• _Text segment_:
= Beginning of Section =
Annually, more than 3 million child deaths around the world are linked to undernutrition. Put another way, nearly half of all children who die each year die because they don’t have access to enough food or the right food.  

Partners In Health sees the far-reaching effects of malnutrition at many of our sites. Without food, a child’s physical and cognitive growth is stunted. Without food, taking daily medications can be a painful chore. Without food, it’s hard to muster the energy to get through a school day or workday.

Recently, we took an in-depth look at the newly opened Nourimanba Production Facility and how it’s helping provide lifesaving treatment to malnourished children in Haiti’s Central Plateau and Artibonite regions. In the course of reporting the story, we interviewed Marie Landy Zamor, the nutrition coordinator at Zanmi Lasante, PIH’s Haitian sister organization.

Zamor, 28, began working for PIH/ZL in 2008. Over the past five years she has cultivated an intimate knowledge of malnutrition in rural Haiti. To mark World Food Day, we asked Zamor to share insights and reflections on her work.

As nutrition coordinator, what does an average day entail?

I provide technical supervision for all activities under the malnutrition program. I work very closely with nurses. The malnutrition programs at our clinics are run by nurses—they educate patients and families, give out Nourimanba, weigh patients, and take care of all the activities related to screening and treating malnutrition.

I travel among ZL’s sites often to make sure we’re all following national protocols and that everything is running smoothly. If there are many patients, I’ll help with the clinical work.

And there is a lot of reporting to do to help with monitoring programs and patients.

I believe in a preferential option for the poor and PIH/ZL’s mission of giving services to those who can’t access them. In the nutrition program, I see this firsthand every day.

You have a daunting job. What motivates you?

I believe in a preferential option for the poor and PIH/ZL’s mission of giving services to those who can’t access them. In the nutrition program, I see this firsthand every day.

Every person has the right to eat food. Unfortunately, Haiti is such a poor country that many people don’t have the means. If you have the opportunity to go out into the countryside—to the houses people live in, the conditions they live in every day—it would leave a lot of bad memories for you.

But because of ZL’s level of service, I get to see results. By monitoring patients and accompanying them, we’re able to track their progress.

What’s the biggest challenge?

The biggest challenge is adherence. Kids come each week and from very far away. We do weekly appointments to closely monitor kids because they are at high risk of developing complications, so we need to provide constant supervision. Some families walk three hours to reach the clinic. They have to walk because they don’t have transportation.

There is a relationship between how far people live from the clinic and how sick they are. Those who are far don’t have access to health care and there is the issue of access to food. If you live near a market town you have better access to food.

That’s where adherence becomes a challenge and that is why we are rooted in the communities we serve.

Can you talk about the importance of educating patients and families about nutrition?

Some parents don’t understand what malnutrition is. It’s important to educate the parents so that they come to the clinic and aren’t embarrassed. Showing the family how to prepare different meals for their children with food that is accessible helps. We provide this information in the clinic when children are screened for malnutrition. And then the nutrition team makes a monthly home visit to continuing working with the family.

We also have a monthly meeting for parents to discuss nutrition and other issues that relate, such as hygiene, how to treat water, and how to wash fruit and vegetables. The immune system is weaker in malnourished kids, so this is all very important for families to know.

How do you foresee the Nourimanba Production Facility improving ZL’s ability to treat malnutrition?

The most important thing is having enough Nourimanba for the patients in our catchment area, and the facility will help achieve this. The facility also represents a better quality product. Many tests are done to make sure we’re delivering the best treatment possible to our patients.

I want to say that treatment is important, of course. But so is prevention. Economic conditions, social conditions, schools, agriculture—they all need to improve before you can properly solve the problem.
= End of Section =
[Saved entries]
= Beginning of Section =
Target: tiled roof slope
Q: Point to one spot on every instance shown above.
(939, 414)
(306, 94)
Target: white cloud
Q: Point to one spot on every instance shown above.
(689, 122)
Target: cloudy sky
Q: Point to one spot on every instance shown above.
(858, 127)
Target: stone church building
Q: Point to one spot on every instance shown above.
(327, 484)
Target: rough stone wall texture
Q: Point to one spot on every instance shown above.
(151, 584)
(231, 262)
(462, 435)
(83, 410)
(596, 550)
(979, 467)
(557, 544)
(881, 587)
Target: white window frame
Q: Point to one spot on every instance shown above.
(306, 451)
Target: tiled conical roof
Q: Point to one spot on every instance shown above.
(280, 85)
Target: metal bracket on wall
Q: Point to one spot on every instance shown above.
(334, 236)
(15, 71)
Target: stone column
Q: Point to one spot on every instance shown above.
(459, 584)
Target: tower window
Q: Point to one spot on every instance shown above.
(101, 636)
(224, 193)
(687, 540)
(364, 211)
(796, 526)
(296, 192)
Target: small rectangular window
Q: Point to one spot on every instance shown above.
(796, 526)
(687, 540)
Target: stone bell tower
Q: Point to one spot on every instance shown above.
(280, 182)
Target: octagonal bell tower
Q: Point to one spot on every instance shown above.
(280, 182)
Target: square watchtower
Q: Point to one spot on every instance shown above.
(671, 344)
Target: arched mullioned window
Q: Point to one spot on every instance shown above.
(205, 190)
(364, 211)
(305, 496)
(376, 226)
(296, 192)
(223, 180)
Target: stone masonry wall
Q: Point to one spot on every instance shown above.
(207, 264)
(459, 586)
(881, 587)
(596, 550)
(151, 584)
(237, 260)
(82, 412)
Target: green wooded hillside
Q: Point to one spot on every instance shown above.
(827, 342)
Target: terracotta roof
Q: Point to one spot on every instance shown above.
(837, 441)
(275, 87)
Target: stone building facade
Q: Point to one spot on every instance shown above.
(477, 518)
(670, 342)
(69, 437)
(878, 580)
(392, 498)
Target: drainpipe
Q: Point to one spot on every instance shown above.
= End of Section =
• _Exercise set_:
- 1) From the article on malnutrition in Haiti, return everything from "The most important" down to "to our patients.".
- 2) List the areas that the article on malnutrition in Haiti says must improve before the problem can be properly solved.
- 3) Answer these questions from the article on malnutrition in Haiti:
(a) How many child deaths around the world are linked to undernutrition each year?
(b) In what year did Zamor begin working for PIH/ZL?
(c) How long do some families walk to reach the clinic?
The saved entries are not needed for any of this work.

• _Answers for each item_:
- 1)
The most important thing is having enough Nourimanba for the patients in our catchment area, and the facility will help achieve this. The facility also represents a better quality product. Many tests are done to make sure we’re delivering the best treatment possible to our patients.

- 2)
Economic conditions
Social conditions
Schools
Agriculture

- 3)
(a) More than 3 million
(b) 2008
(c) Three hours